(Material supplied)

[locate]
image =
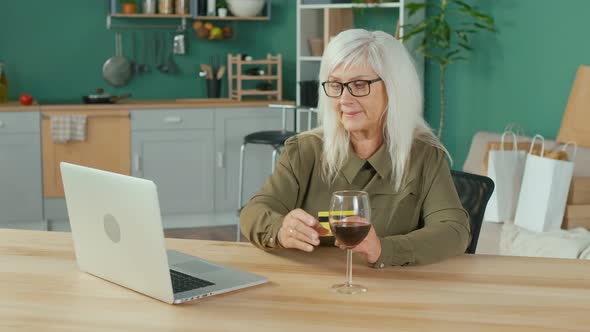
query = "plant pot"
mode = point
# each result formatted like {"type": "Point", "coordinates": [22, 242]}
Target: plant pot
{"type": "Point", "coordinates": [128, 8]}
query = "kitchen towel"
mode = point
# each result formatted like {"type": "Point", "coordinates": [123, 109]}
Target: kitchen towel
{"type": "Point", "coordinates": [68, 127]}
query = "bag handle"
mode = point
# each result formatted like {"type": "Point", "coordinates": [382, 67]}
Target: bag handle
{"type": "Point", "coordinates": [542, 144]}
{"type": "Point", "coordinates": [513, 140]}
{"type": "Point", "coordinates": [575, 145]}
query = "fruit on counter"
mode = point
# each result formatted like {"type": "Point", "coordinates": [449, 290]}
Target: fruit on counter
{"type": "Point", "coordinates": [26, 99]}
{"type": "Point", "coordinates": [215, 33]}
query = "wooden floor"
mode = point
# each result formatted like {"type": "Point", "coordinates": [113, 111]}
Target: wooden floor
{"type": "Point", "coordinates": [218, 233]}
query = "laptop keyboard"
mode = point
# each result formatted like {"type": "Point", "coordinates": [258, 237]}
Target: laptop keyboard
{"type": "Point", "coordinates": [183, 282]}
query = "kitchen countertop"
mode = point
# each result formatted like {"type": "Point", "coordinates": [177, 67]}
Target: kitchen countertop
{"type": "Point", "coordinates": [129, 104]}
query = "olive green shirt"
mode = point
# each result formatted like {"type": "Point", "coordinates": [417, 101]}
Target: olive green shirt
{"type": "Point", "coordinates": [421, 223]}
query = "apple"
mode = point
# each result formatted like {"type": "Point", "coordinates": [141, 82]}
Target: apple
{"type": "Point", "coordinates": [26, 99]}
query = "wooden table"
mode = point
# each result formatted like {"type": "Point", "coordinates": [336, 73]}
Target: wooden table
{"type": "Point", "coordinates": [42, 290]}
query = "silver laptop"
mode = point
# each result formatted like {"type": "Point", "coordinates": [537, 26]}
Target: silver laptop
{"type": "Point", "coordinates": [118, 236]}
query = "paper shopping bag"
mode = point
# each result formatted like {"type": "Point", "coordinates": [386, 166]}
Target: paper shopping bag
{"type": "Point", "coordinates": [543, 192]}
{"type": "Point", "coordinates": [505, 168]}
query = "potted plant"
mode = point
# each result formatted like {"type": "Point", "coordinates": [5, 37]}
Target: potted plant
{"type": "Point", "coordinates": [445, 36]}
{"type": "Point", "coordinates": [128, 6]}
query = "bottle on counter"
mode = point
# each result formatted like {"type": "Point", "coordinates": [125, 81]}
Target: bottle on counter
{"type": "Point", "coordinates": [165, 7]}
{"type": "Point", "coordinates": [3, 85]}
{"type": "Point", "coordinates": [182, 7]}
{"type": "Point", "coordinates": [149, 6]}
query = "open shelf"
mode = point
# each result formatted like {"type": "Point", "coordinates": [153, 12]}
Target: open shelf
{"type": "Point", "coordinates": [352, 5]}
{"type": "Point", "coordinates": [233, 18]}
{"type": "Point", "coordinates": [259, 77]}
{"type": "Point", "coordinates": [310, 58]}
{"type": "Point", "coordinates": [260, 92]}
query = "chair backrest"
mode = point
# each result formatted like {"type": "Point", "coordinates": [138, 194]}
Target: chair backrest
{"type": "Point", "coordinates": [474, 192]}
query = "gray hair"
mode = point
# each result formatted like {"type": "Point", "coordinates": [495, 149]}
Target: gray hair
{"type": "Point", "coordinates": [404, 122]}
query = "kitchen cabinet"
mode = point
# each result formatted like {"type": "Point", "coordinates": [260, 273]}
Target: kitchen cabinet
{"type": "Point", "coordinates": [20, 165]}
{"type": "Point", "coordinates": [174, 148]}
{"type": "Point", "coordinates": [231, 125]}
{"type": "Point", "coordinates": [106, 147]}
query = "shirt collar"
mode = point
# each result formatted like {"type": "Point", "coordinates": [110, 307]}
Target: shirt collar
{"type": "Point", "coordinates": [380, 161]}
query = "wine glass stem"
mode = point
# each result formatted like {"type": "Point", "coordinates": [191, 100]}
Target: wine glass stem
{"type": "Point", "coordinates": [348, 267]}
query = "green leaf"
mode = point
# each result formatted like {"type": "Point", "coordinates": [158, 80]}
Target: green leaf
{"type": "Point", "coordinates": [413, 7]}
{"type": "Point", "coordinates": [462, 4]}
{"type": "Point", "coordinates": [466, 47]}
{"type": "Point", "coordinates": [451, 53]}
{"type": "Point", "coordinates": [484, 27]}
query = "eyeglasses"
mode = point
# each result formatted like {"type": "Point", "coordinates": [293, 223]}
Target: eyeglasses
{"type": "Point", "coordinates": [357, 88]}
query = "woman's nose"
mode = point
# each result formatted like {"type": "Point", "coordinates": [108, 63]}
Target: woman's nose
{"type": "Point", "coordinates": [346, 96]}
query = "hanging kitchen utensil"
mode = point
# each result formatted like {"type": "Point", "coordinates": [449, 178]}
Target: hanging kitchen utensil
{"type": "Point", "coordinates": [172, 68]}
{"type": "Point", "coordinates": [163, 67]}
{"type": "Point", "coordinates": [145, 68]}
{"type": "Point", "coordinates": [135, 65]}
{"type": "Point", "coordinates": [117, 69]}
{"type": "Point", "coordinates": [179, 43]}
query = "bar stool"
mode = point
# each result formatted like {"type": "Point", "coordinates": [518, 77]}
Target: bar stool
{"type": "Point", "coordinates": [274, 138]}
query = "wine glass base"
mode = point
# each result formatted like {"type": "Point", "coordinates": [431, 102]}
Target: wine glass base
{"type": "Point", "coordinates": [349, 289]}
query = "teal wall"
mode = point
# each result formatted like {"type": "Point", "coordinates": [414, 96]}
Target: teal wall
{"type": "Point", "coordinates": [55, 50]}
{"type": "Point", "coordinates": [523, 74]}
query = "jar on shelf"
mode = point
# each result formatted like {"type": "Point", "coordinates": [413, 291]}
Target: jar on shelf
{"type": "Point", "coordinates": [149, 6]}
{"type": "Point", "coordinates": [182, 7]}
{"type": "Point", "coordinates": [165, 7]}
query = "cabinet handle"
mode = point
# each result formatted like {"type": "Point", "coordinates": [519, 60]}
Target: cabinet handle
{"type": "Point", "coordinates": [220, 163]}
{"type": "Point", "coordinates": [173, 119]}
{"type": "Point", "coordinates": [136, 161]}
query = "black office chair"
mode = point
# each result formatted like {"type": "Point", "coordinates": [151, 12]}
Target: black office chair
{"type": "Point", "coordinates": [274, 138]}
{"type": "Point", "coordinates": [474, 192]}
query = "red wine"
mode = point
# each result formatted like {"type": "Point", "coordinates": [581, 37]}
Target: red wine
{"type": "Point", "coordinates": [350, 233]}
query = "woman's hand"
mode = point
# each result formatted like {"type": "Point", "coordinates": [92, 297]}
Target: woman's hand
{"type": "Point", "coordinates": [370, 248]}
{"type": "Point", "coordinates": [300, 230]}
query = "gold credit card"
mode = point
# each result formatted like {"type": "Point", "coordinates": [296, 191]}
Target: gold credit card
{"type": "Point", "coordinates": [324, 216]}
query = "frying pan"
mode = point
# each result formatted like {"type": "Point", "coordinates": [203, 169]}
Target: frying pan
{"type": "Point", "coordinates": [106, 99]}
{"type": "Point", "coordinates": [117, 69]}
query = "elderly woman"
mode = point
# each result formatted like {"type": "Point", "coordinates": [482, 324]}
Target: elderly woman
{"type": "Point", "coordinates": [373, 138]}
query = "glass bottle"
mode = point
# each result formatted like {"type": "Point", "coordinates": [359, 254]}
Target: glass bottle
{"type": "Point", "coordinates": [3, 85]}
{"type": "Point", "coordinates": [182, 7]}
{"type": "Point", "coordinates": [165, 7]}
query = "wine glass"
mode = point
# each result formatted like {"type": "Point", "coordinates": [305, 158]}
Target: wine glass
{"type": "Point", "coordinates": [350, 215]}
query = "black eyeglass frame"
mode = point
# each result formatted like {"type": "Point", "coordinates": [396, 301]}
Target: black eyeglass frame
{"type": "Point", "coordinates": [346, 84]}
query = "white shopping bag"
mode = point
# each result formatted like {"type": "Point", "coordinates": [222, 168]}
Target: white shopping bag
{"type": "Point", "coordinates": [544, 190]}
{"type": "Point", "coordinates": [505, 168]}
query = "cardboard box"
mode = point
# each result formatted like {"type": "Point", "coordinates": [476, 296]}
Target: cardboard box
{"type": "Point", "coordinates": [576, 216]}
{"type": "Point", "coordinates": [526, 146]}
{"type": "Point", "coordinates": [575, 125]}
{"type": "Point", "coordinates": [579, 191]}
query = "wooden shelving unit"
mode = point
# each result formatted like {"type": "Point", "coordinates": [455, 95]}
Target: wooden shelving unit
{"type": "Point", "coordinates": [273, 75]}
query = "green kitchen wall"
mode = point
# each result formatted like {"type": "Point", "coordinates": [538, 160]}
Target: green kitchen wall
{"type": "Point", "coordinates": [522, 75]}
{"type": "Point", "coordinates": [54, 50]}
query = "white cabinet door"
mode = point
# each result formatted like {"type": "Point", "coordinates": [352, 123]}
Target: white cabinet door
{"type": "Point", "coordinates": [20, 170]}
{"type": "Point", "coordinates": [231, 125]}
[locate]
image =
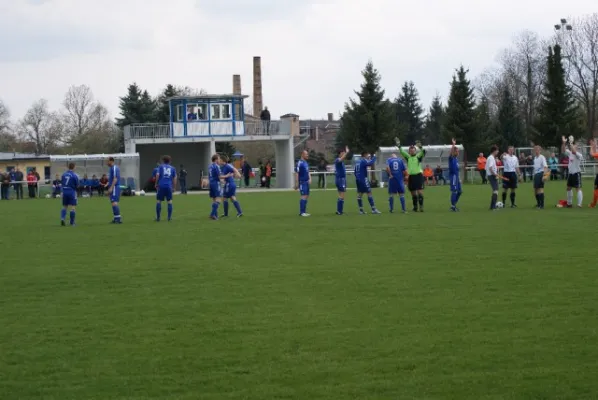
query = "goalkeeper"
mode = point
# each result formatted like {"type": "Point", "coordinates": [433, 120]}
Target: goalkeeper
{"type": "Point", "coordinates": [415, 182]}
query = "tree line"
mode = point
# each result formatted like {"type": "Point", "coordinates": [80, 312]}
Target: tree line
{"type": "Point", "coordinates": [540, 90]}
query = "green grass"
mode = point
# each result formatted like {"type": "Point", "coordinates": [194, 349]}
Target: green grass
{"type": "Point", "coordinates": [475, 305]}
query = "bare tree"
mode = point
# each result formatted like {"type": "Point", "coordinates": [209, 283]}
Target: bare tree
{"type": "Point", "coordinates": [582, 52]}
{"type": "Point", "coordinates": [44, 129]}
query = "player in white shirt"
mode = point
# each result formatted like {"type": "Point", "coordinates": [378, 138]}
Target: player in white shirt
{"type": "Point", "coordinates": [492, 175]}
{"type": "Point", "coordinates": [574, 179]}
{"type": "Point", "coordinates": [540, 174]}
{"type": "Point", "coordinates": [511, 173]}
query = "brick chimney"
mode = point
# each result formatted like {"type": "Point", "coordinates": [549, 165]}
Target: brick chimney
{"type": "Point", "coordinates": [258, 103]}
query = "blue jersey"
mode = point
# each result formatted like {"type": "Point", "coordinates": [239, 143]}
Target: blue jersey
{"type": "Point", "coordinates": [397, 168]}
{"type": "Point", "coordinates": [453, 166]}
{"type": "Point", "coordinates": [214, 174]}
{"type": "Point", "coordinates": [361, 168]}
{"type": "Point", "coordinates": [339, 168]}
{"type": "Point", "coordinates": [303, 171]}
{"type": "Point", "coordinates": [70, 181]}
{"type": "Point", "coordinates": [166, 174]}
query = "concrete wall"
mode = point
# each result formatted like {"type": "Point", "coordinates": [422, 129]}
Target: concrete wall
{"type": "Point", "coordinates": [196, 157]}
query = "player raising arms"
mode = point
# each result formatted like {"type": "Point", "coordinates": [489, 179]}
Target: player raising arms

(End Material supplied)

**Work task**
Respond with the count of lines above holding the string "arms", and leave out everything else.

**Written solution**
2